Source excerpt:
[BEGIN]

Re: PATCH: signals security

Alexander Kjeldaas (
Thu, 21 May 1998 18:12:20 +0200

On Wed, May 20, 1998 at 02:35:32PM +0200, Rik van Riel wrote:
> Let me summarize:
> - you want to disallow SIGKILL to processes which do raw I/O
> - so you check for the suid() bit.
> This is obviously _not_ correct, since:
> - raw I/O will be a capability CAP_RAW_IO
> - root may have some raw-I/O programs that are _not_ suid,
> since root is the only one who is allowed to use the program
> You are probably better off using some of the code in
> my Out-Of-Memory killer. It checks:
> - whether the x86 I/O bitmap has been set up
> - whether the process has raw I/O capability (CAP_RAW_IO)
> Now we probably want to modify the ioperm() and iopl()
> syscalls to set CAP_RAW_IO, so we can do an easy arch
> independant check.

[END]

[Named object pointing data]

[BEGIN]

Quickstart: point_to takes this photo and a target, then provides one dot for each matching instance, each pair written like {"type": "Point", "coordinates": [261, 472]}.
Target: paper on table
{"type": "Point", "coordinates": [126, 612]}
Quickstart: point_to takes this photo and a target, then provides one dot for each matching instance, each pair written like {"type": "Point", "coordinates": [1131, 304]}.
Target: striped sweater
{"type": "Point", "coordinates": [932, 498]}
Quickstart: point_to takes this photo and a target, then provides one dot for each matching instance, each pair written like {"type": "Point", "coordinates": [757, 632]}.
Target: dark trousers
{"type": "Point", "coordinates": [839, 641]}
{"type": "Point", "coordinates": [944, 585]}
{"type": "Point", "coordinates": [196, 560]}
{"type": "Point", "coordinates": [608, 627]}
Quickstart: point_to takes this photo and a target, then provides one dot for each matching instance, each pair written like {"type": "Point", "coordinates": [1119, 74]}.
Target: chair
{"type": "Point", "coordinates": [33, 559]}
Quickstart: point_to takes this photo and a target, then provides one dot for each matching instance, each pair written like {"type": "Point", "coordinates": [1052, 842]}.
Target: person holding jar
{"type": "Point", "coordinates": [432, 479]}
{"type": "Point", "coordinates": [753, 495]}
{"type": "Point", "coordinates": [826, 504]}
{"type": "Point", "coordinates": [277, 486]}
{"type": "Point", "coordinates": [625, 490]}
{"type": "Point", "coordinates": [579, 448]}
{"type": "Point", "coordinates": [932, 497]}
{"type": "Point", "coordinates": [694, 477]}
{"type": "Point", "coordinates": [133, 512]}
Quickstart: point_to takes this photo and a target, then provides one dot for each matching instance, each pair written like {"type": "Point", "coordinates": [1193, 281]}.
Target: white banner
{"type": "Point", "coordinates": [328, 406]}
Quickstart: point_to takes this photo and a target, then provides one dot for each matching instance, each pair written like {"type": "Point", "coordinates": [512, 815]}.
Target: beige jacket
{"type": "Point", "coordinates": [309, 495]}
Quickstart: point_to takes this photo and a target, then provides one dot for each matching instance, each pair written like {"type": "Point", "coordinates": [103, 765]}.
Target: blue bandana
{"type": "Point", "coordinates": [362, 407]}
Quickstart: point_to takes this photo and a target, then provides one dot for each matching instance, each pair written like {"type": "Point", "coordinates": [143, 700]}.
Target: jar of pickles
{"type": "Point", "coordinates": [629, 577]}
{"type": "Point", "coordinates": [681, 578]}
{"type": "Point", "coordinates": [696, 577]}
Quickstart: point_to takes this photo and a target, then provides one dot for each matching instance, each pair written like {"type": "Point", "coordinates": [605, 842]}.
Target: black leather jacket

[END]

Work to complete:
1. Repeat the stretch of the signals security post from "On Wed, May" through "the suid() bit." without any change.
2. Condense the quoted paragraph in the signals security post that begins "Let me summarize" into a short bulleted list that keeps its main points.

Answers for this exercise:
1.
On Wed, May 20, 1998 at 02:35:32PM +0200, Rik van Riel wrote:
> Let me summarize:
> - you want to disallow SIGKILL to processes which do raw I/O
> - so you check for the suid() bit.

2.
- Proposal under review: disallow SIGKILL to processes doing raw I/O by checking the suid bit.
- This is not correct because raw I/O will be a capability, CAP_RAW_IO.
- Root may also have raw-I/O programs that are not suid, since root is the only one allowed to use them.
- A better approach is code from the Out-Of-Memory killer, which checks whether the x86 I/O bitmap has been set up and whether the process has CAP_RAW_IO.
- The ioperm() and iopl() syscalls should probably set CAP_RAW_IO, allowing an easy architecture-independent check.